**Prompt**: Write out all the data verbatim. Skip images.

**The input**:
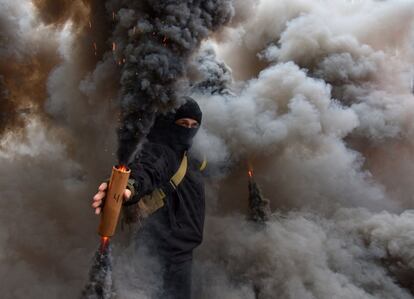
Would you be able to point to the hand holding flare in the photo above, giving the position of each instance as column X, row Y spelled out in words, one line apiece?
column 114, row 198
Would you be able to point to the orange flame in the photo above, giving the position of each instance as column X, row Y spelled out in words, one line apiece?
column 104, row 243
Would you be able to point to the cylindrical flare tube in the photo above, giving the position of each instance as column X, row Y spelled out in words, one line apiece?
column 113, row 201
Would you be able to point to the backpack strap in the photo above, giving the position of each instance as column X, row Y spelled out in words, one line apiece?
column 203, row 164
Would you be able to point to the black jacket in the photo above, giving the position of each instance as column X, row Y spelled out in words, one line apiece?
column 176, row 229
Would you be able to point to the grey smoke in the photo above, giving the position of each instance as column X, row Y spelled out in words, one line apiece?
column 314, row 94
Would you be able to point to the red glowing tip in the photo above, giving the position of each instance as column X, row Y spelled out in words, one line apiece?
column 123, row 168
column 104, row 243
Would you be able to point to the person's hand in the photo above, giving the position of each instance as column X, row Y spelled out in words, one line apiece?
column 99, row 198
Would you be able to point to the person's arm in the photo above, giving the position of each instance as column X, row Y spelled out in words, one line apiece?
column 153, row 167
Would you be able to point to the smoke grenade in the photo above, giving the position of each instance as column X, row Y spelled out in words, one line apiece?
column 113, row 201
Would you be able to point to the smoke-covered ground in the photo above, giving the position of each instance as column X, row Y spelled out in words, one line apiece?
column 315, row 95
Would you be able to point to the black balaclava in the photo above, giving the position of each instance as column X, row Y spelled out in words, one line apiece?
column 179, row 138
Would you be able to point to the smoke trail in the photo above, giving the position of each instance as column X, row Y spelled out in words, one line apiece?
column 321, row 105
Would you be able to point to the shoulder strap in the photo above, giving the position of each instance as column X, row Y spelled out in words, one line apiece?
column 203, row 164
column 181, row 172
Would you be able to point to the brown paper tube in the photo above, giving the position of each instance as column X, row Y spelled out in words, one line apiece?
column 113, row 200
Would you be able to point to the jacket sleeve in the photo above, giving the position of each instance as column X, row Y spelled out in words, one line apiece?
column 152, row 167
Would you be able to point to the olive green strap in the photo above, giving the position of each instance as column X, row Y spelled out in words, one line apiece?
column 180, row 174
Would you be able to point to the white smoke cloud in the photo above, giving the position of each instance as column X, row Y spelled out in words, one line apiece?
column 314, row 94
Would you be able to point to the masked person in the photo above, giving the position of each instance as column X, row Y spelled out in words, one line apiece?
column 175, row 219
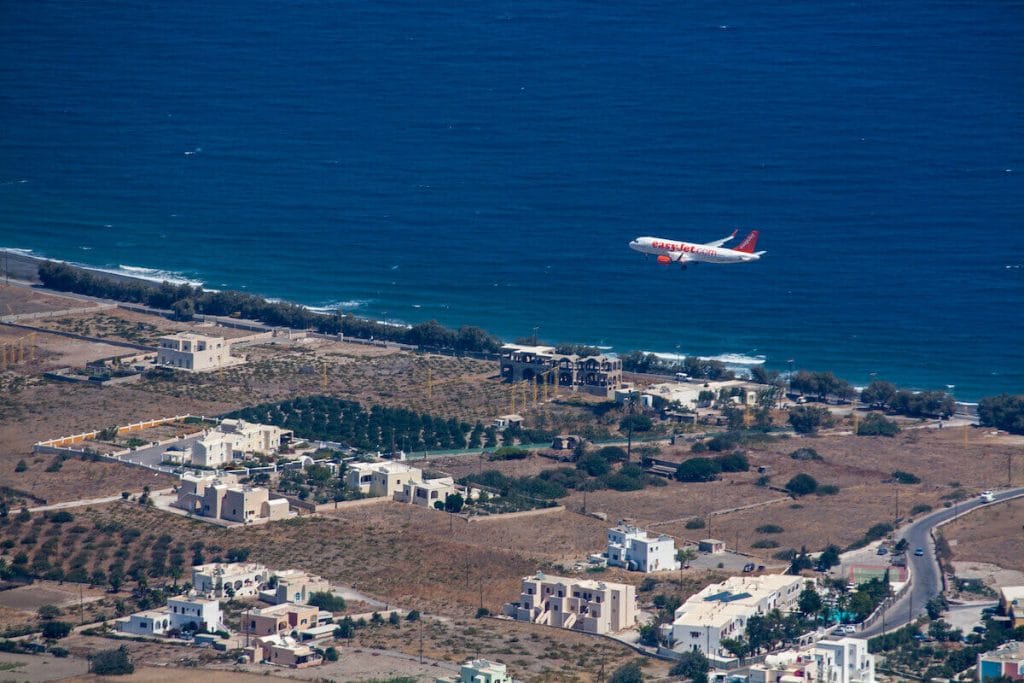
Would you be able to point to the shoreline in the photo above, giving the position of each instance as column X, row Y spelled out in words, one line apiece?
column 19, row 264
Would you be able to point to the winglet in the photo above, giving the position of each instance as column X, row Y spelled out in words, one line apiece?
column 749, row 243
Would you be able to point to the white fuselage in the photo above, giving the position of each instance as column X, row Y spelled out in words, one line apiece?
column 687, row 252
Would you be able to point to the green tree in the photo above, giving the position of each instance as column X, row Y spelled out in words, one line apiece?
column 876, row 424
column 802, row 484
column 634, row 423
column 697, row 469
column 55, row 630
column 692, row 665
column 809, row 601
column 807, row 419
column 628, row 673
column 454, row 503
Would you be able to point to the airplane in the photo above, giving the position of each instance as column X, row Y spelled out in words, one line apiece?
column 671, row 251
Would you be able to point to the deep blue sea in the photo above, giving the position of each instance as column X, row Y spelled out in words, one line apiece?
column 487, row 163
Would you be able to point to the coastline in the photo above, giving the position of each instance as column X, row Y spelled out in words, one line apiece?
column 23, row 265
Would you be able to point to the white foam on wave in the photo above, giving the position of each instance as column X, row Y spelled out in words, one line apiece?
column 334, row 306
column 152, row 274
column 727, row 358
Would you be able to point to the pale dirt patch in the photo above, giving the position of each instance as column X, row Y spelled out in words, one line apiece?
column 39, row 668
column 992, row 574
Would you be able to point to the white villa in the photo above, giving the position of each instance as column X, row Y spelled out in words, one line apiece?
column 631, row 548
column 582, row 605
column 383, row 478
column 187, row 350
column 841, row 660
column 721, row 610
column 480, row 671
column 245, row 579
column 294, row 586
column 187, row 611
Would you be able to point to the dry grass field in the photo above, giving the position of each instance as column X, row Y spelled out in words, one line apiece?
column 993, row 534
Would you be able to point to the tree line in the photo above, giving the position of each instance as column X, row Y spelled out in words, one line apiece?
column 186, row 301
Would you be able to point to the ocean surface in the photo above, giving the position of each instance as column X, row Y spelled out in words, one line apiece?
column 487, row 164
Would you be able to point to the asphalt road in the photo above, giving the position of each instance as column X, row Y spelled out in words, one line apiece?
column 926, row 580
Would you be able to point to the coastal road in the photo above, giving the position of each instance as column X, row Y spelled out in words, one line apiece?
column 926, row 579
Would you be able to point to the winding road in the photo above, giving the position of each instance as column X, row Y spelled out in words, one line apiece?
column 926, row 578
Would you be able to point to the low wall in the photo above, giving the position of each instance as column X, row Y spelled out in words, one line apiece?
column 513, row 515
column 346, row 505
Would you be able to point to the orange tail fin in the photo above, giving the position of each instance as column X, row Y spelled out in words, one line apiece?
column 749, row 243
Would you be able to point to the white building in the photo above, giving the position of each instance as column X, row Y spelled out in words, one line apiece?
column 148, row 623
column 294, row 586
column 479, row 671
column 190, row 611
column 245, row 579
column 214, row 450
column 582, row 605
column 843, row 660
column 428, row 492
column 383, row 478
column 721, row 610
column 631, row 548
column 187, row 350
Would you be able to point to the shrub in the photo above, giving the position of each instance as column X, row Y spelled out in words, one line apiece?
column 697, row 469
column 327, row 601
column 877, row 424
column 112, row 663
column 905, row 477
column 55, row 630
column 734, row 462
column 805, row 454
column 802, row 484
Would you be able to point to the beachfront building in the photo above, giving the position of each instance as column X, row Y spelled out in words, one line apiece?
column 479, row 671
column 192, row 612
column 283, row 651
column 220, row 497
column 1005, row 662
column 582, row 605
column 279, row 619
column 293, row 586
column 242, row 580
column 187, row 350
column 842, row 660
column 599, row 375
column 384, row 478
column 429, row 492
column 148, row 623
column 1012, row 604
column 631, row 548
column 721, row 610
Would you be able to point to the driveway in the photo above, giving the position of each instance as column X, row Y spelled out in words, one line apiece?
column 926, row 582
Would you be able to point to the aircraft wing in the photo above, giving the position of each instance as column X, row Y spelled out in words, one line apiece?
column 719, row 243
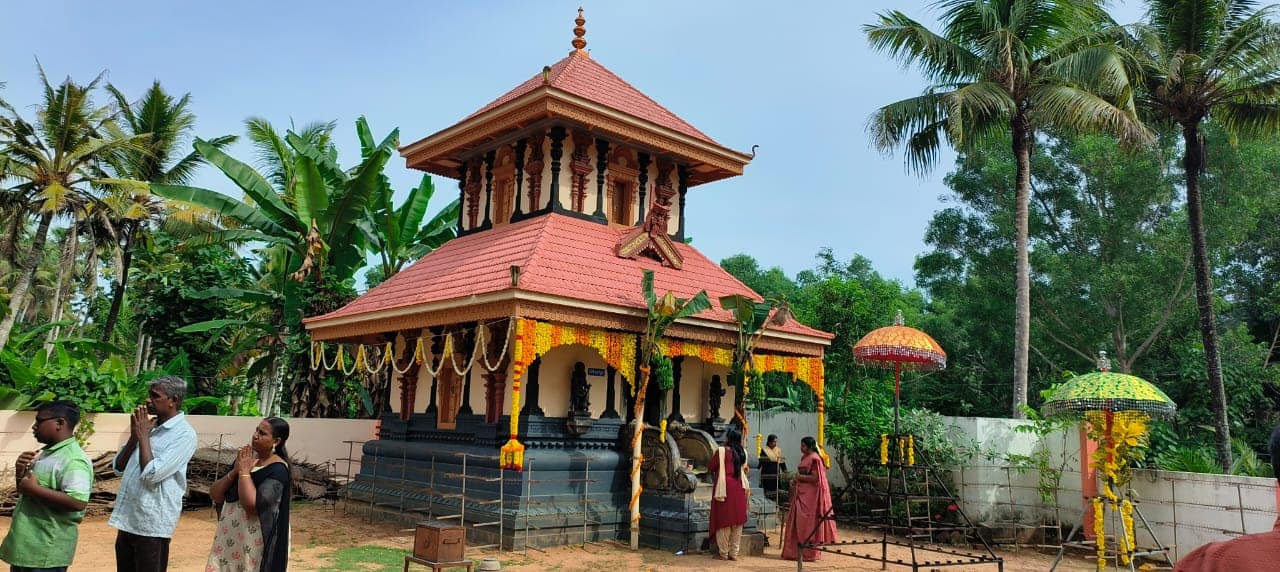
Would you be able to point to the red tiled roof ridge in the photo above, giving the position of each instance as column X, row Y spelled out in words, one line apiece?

**Solution**:
Would you be able to point to the hand holding flare in the photo above, giving the position of each instance as column X, row Y spelled out in words, one line apiece?
column 114, row 198
Would you be able to point to the orange flame in the photo above, giving the position of each instance as column X, row Y spelled out in words, one line apiece?
column 104, row 243
Would you be able to point to the cylindrical flare tube in the photo above, giving the position of each instance as column X, row Y spelled out in words, one line apiece?
column 113, row 201
Would you be able to point to the backpack strap in the photo above, giving the position of each instance as column X, row Y spelled out in words, one line apiece?
column 203, row 164
Would you be able to point to the black jacket in the photo above, giving the position of each instance as column X, row Y spelled out in words, one line apiece?
column 176, row 229
Would you be able to point to the grey smoke in the photo above, giving the position of each instance as column X, row Y spelled out in words, one line apiece?
column 314, row 94
Would you be able to point to the red glowing tip in the photo above, giving the position of each instance as column X, row Y spelled out in words, one line apiece?
column 123, row 168
column 104, row 243
Would you be able to point to the person's hand in the photo above, giving the position of each instance as column X, row Y spelled out in words, one line apiece?
column 99, row 198
Would you be able to point to the person's arm in the photo above, giving the position of each instance as column X, row Y spelled out in words, one line apiece?
column 153, row 167
Would you be able to point to the smoke grenade in the photo above, giving the position of each instance as column X, row Y spelled out in words, one line apiece?
column 113, row 201
Would you be able to point to the smoke-covered ground in the photo above, giving the position of each instance as column X, row Y spelled out in words, one line apiece?
column 315, row 95
Would you be able to point to the black balaclava in the photo above, giving the position of each instance as column X, row Y spelled out in words, one line apiece?
column 179, row 138
Would you be able to point to the smoke trail in the photo above, giving the position of each instance as column X, row Y spelled out in words, one line apiece?
column 321, row 105
Would you be able to point to the shoulder strap in the photo above, giving the position of each instance as column X, row Y spelled out in words, one line apiece?
column 203, row 164
column 181, row 172
Would you be able to point to the brown paper tube in the photo above, giving the position of each instance as column X, row Y spelled out in words, one line apiece?
column 113, row 200
Would you be able to point to the jacket sleeve in the photo above, giving the position of each instance as column X, row Y spelled out in words, one line apiece?
column 152, row 167
Would you be able to point to the olive green strap in the photo above, giving the position of each instance as column X, row Y spelled out in words, one line apiece?
column 180, row 174
Would you be able to point to the white smoke cloud in the photo above, giving the position of each instance as column X, row Y spelled out in words, one line apiece?
column 314, row 94
Would you be able to point to the masked person in the photo above, giving the position of each instance as column X, row Y spelled out in words, one line apiece?
column 175, row 219
Would you be able to point to the shoreline in the photo above, giving the position of each instance as column X, row Y spelled out in words, one line apiece?
column 19, row 264
Would you be able to point to the winglet in the photo above, giving the position of each instance as column X, row Y spelled out in words, one line apiece?
column 749, row 243
Would you be able to point to the white fuselage in the photo above, giving the position of each instance as column X, row Y spelled out in words, one line apiece?
column 687, row 252
Would you be able to point to the green tree in the photo above, giving the position of each instance as column X, row Y spelled out in words, one line apiece?
column 876, row 424
column 802, row 484
column 634, row 423
column 697, row 469
column 55, row 630
column 692, row 665
column 809, row 601
column 807, row 419
column 628, row 673
column 454, row 503
Would you be able to point to the airplane in the photo above, giving the position of each instance as column X, row Y spelled out in words, one line apiece?
column 671, row 251
Would you be able to point to the deep blue sea in the photo above, giving the position of each instance as column X, row Y spelled out in words, one line apiece?
column 487, row 163
Would you be able to point to the coastline in the photo above, giving the position of each instance as column X, row Y spelled out in words, one line apiece?
column 23, row 265
Would you be able to point to the white foam on wave in the photo above, giving the position of each instance as column X, row Y spelled out in words, one line apiece?
column 334, row 306
column 152, row 274
column 727, row 358
Would you be able to point to the pale dirt patch in the photo above, giving the position of each instance as column X, row Y spelled out in words, one line apiece?
column 39, row 668
column 992, row 574
Would you be able to point to the white villa in the photo above, giving the position of each instance as column X, row Y spelled out in words, one line apiece?
column 631, row 548
column 582, row 605
column 383, row 478
column 187, row 350
column 841, row 660
column 721, row 610
column 480, row 671
column 245, row 579
column 294, row 586
column 187, row 611
Would you be able to point to the dry grass field in the photo above, giving the position of each instance as column X, row Y spelled out in words, one line apiece?
column 993, row 534
Would you be able to point to the tree line in the photo above, giving the position of each instance as column X, row Y spelled out in words, one line apiece?
column 186, row 301
Would you be able to point to the ocean surface in the photo above, giving the position of each instance as column X, row Y spelled out in words, one line apiece?
column 487, row 164
Would you be able to point to the asphalt road in the photo above, giving the position of each instance as column X, row Y spelled out in words, one line apiece?
column 926, row 580
Would you be able to point to the coastal road in the photo above, giving the position of each instance as column X, row Y spelled out in words, one line apiece?
column 926, row 579
Would you be able to point to the winding road in the photo above, giving the position of each instance as column X, row Y spelled out in words, one line apiece?
column 926, row 578
Would you be able to point to the low wall in the photo above, giving the position of each instance as column X, row Y spelled out in words, one line apiece?
column 513, row 515
column 346, row 505
Would you be able to point to the orange tail fin in the photo above, giving the position of each instance as column X, row Y spelled out in words, one line apiece?
column 749, row 243
Would you be able to point to the white building in the photo above, giving the position of each instance as column X, row Y spelled out in words, one line apiece?
column 148, row 623
column 294, row 586
column 479, row 671
column 190, row 611
column 245, row 579
column 214, row 450
column 582, row 605
column 843, row 660
column 428, row 492
column 383, row 478
column 721, row 610
column 631, row 548
column 187, row 350
Would you be able to point to the shrub in the photo above, giving the position of each instance as column X, row Y spelled out in words, one line apiece?
column 697, row 469
column 327, row 601
column 877, row 424
column 112, row 663
column 905, row 477
column 55, row 630
column 734, row 462
column 805, row 454
column 802, row 484
Would you be able to point to the beachfront building in the photo above, giving the position of each instance as column X, row Y spelled out in words, one line apiece?
column 479, row 671
column 192, row 612
column 283, row 651
column 220, row 497
column 1005, row 662
column 582, row 605
column 279, row 619
column 293, row 586
column 242, row 580
column 187, row 350
column 842, row 660
column 599, row 375
column 384, row 478
column 429, row 492
column 148, row 623
column 1012, row 604
column 631, row 548
column 721, row 610
Would you be able to point to the driveway in the photo above, giving the position of each instance as column X, row Y spelled out in words, one line apiece?
column 926, row 582
Would you be able to point to the aircraft wing in the photo above, giving the position of each instance as column X, row Y spelled out in words, one line apiece?
column 719, row 243
Would you be able to point to the red tiled roof ridge in the photo above, giving the position of each instance as column X, row Y spelled out in words, one line apiece?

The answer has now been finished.